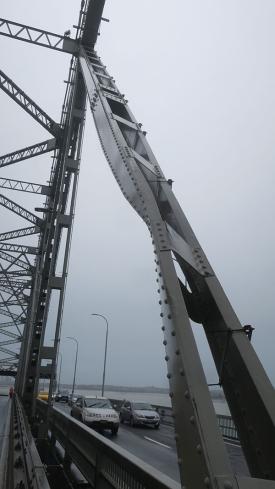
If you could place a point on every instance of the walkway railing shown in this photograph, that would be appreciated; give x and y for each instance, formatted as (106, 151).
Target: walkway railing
(101, 462)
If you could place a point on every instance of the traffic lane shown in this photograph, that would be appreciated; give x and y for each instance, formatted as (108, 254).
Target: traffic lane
(150, 445)
(4, 400)
(166, 436)
(158, 447)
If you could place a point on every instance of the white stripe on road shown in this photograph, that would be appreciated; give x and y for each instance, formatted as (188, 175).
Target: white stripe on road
(157, 442)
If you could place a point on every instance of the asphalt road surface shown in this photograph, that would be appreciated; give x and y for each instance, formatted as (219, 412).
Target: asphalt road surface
(158, 447)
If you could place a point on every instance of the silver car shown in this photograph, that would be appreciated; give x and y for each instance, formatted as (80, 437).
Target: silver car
(139, 413)
(96, 412)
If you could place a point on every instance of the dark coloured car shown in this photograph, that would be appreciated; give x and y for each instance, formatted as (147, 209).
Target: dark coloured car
(62, 396)
(139, 413)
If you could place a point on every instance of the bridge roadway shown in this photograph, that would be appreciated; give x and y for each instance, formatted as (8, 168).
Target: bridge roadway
(158, 447)
(155, 447)
(4, 400)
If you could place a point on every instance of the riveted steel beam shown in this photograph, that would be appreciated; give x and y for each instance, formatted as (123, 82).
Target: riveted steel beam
(19, 233)
(19, 210)
(36, 36)
(15, 260)
(10, 314)
(22, 186)
(28, 104)
(18, 248)
(92, 22)
(147, 190)
(28, 152)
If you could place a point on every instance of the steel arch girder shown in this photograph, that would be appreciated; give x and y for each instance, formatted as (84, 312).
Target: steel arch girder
(144, 186)
(184, 367)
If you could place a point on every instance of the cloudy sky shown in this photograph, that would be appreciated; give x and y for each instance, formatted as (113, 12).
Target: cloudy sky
(200, 76)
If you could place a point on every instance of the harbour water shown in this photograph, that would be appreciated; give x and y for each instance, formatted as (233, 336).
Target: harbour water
(159, 399)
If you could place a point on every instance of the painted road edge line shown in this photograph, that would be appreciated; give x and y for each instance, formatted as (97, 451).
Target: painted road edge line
(157, 442)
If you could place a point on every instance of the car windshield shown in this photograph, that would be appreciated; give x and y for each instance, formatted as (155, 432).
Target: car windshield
(142, 406)
(98, 403)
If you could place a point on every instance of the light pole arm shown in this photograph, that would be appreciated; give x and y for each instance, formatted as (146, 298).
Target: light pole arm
(105, 352)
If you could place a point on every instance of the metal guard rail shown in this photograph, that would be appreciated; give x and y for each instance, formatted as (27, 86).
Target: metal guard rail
(101, 462)
(225, 423)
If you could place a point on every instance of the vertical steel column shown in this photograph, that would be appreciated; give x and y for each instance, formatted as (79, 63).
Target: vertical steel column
(65, 177)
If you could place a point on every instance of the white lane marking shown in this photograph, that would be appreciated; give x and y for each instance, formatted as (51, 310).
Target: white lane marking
(232, 444)
(157, 442)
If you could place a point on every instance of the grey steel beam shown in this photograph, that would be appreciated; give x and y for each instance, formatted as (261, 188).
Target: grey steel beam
(14, 260)
(19, 210)
(19, 233)
(17, 322)
(22, 186)
(38, 36)
(17, 273)
(28, 152)
(14, 248)
(202, 457)
(64, 178)
(12, 302)
(16, 339)
(8, 352)
(7, 373)
(92, 22)
(22, 99)
(15, 317)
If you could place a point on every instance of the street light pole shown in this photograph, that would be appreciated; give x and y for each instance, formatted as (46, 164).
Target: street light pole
(105, 353)
(59, 376)
(75, 363)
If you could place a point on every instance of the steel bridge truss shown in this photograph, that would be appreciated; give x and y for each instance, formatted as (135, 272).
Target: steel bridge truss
(28, 271)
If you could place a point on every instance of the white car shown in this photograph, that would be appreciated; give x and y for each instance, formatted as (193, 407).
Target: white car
(96, 412)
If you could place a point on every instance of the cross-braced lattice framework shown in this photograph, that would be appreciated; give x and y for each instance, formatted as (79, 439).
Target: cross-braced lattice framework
(250, 395)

Requirement: Rewrite the records from the line containing "as (27, 86)." through the end of the records, requests included, and reduce every x and y coordinate in the answers by 51. The requests and their format samples stay unchanged.

Full solution:
If you could place a point on every instance of the metal guard rail shown in this photograph, that would be appreciated; give x and y for each instance, formatted as (27, 86).
Target: metal guard rail
(50, 411)
(174, 372)
If you could place a point on every instance of the vertical steel column shown in this photograph, that would be appreciated; give x and y for each instance, formatted as (79, 63).
Target: vertical steel column
(14, 126)
If you could place a point on every instance of the white lane marking shown in this photograph, that would be appreciated; give x and y for each instance, formatted as (51, 310).
Target: white lane marking
(181, 393)
(106, 391)
If you could place a point on every instance of the grey steel beam shown in this photograph, that would be appreciated; give x and y for each instance, formatted as (261, 188).
Target: grey steel beam
(-37, 209)
(-32, 159)
(-32, 182)
(-34, 271)
(-29, 135)
(-13, -15)
(-34, 222)
(-23, 101)
(-37, 197)
(151, 406)
(13, 127)
(-39, 251)
(-35, 288)
(-43, 301)
(-44, 322)
(41, -29)
(-29, 48)
(-36, 266)
If you could place a point on every instance of the street light pole shown in this photograph, that would be appreciated; give x and y for each instance, formatted as (46, 164).
Target: street light pole
(54, 302)
(8, 325)
(24, 312)
If you could place a point on every instance of the steel bridge truss shown in this photograph, that would be appreciated; give x and y for each instance, formatted as (135, 272).
Target: steel bridge truss
(-23, 220)
If you could place a point on every instance of the white car shown in this photograph, that would be appreciated; give x and y for each instance, formatted as (193, 407).
Target: white car
(45, 361)
If you could place a point on every instance of the cross-braced lattice framework shown in this photograph, that would be appreciated; give x and y for each instance, formatted as (79, 439).
Target: cross-braced lattice framework
(199, 344)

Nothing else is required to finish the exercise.